REQUIREMENT | Filter the entries below and copy each line that contains the string "list", treating uppercase and lowercase as different.

(Excerpts from segmentation records)
════════════════════

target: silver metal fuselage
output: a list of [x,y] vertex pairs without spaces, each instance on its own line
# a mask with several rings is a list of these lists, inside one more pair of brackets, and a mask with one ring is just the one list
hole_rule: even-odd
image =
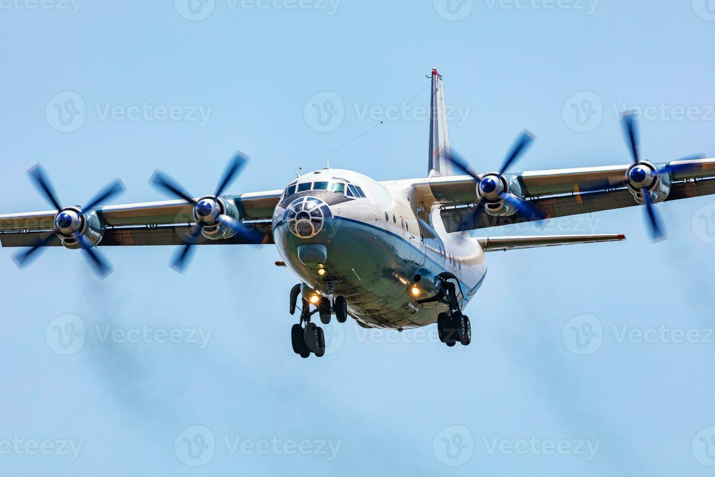
[[[345,297],[350,315],[364,325],[410,328],[433,323],[447,310],[438,303],[420,303],[430,297],[412,293],[415,272],[426,267],[458,282],[463,309],[486,273],[478,243],[468,232],[448,234],[438,209],[415,203],[413,191],[419,185],[413,181],[378,182],[352,171],[325,169],[301,176],[297,184],[333,178],[360,186],[366,197],[306,190],[282,197],[273,215],[276,247],[300,280],[327,296],[327,280],[332,280],[335,295]],[[286,208],[305,196],[320,199],[332,214],[310,238],[289,230],[285,220]],[[327,250],[322,266],[299,258],[299,247],[314,244]],[[325,275],[319,275],[320,267]]]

════════════════════

SOLUTION FOR THIS EXERCISE |
output: a list of [x,y] vertex pairs without spaces, each instance on its own line
# a mask with several rings is a list of these lists, inside one more pair of brackets, and a mask with one ring is just the one list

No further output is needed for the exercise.